TO DO
The records are to be restated in their entirety, word for word.

SUPPLIED ENTRIES
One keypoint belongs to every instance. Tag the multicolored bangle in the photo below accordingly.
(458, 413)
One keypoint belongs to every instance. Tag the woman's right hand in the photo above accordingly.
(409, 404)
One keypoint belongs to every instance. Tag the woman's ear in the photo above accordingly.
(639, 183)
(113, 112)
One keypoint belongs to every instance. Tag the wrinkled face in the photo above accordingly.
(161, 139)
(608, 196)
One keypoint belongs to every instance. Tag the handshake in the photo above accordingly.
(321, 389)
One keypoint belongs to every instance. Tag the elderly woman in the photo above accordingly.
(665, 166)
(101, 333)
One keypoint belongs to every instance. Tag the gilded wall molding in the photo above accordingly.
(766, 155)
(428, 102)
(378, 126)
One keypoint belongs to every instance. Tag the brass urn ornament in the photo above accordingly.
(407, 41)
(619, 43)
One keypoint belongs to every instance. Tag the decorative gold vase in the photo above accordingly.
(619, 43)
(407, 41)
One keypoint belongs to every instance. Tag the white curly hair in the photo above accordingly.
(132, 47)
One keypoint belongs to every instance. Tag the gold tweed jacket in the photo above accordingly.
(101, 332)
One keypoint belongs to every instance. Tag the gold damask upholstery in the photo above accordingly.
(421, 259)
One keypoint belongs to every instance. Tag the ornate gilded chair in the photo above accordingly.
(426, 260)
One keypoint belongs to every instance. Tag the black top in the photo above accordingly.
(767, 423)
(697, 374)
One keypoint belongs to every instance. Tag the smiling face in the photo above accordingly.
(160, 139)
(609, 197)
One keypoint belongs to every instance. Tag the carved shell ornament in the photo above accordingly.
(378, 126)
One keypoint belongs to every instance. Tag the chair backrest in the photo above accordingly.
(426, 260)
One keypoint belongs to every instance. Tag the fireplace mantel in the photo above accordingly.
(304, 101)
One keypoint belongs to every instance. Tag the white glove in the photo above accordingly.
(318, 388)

SOLUTION
One keypoint belongs to every instance. Tag the multicolored bangle in the photo below accordingly.
(458, 413)
One keypoint belongs to every instance. Tag the woman's right hand in the photo above accordingly.
(409, 404)
One keypoint belongs to every instance. Tag the woman's ear in the photo above accordingly.
(639, 183)
(113, 112)
One keypoint belongs to every instance. Tag the wrinkled face in the photo above accordingly.
(161, 139)
(608, 196)
One keypoint belongs to every instance. Tag the handshake in the photo above accordingly.
(321, 389)
One keypoint belongs to every instance. Tag the elderly woman in the photo above accordingly.
(665, 166)
(101, 333)
One keypoint belongs to every instance. Tag the gilded wall molding in the photo above accordingly.
(766, 155)
(428, 102)
(378, 126)
One keypoint belongs to every instance. Tag the brass urn ornament in the photo above accordingly.
(407, 41)
(619, 43)
One keypoint belongs to every instance. Tag the decorative gold vase in the photo above accordingly.
(619, 43)
(407, 41)
One keypoint belongs to every instance. Tag the white curly hair in the photo above accordingly.
(132, 47)
One keypoint belongs to every instance. Tag the gold tweed jacket in the photo above accordingly.
(101, 332)
One keypoint belongs to every instance. Tag the gold damask upholstery in the photo above accordingly.
(421, 259)
One keypoint belongs to every instance. Tag the ornate gilded chair in the photo above accordingly.
(426, 260)
One keypoint belongs to every instance. Tag the black top in the photo above accordingly.
(767, 423)
(697, 374)
One keypoint belongs to every instance. Tag the smiling face in the photo above accordingly.
(160, 139)
(609, 197)
One keypoint belongs to every instance. Tag the carved shell ornament in the photo above accordingly.
(378, 126)
One keypoint belongs to every instance. Tag the chair backrest in the photo above accordingly.
(426, 260)
One keypoint belongs to every instance. Tag the fireplace mantel in the photo above accordingly.
(304, 101)
One keypoint belongs to every instance. Tag the white glove in the photo above accordingly.
(318, 388)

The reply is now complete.